● Source:

Ahmed Salma décortique l'ubuesque administratif. Anonyme, invisible, l'homme entre deux rives. La langue maternelle foudroyée avant sa plausible révolte. Les racines ancestrales détournées de la voie d'Or. Ce texte engagé, sans pathos, (nous sommes dans une autre dimension) est l'allié de l'identité qui cherche les preuves des sidérations.Le cornélien procédurier, la folie des épreuves pour prouver sa bonne foi, quête de survivance bafouée par les questions glacées et injustes.
« Seul le portefeuille était perdu, les cartes aussi, lors de cette balade au crépuscule, perte matérielle, seulement matérielle à laquelle succéderait l'administrative, ensuite c'est toute la mémoire qui s'écroulerait. »
Se soumettre, faire silence. Comment peut-on résister dans ce fleuve enivré par les courants des turbulences ? L'homme ubiquité, passerelle vacillante, fragilisée par les efforts d'endurance. « Marche-frontière » serre les poings, fait front à l'immanquable, aux faillites politiques.

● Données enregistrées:
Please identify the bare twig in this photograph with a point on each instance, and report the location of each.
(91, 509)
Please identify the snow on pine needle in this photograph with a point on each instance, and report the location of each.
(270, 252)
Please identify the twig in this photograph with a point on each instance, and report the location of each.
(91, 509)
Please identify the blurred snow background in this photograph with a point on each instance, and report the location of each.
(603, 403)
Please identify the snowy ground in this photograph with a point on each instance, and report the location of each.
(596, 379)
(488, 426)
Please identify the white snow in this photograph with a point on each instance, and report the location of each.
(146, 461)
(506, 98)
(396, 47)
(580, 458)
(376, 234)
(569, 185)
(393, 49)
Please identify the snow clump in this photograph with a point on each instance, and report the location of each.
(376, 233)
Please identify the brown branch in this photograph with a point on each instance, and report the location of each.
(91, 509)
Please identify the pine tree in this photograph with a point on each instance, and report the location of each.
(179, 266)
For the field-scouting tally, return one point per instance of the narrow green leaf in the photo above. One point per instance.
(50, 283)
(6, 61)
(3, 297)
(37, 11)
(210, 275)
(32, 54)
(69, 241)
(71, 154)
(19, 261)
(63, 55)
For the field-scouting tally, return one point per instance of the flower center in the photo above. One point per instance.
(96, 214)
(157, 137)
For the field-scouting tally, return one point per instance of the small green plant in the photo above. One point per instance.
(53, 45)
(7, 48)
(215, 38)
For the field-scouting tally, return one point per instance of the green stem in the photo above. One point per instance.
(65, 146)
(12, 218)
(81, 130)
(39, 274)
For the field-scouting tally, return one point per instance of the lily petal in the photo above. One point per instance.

● Tâches à réaliser:
1. D'après la source, qu'est-ce qui a été perdu lors de la balade au crépuscule ?
2. Veuillez présenter sous forme de liste numérotée les lignes des entrées allant de celle qui contient « of the small » jusqu'à la fin des entrées, bornes incluses, sans les lignes vides.

● Corrigés des exercices:
1. Le portefeuille, ainsi que les cartes.

2.
1. For the field-scouting tally, return one point per instance of the small green plant in the photo above. One point per instance.
2. (53, 45)
3. (7, 48)
4. (215, 38)
5. For the field-scouting tally, return one point per instance of the green stem in the photo above. One point per instance.
6. (65, 146)
7. (12, 218)
8. (81, 130)
9. (39, 274)
10. For the field-scouting tally, return one point per instance of the lily petal in the photo above. One point per instance.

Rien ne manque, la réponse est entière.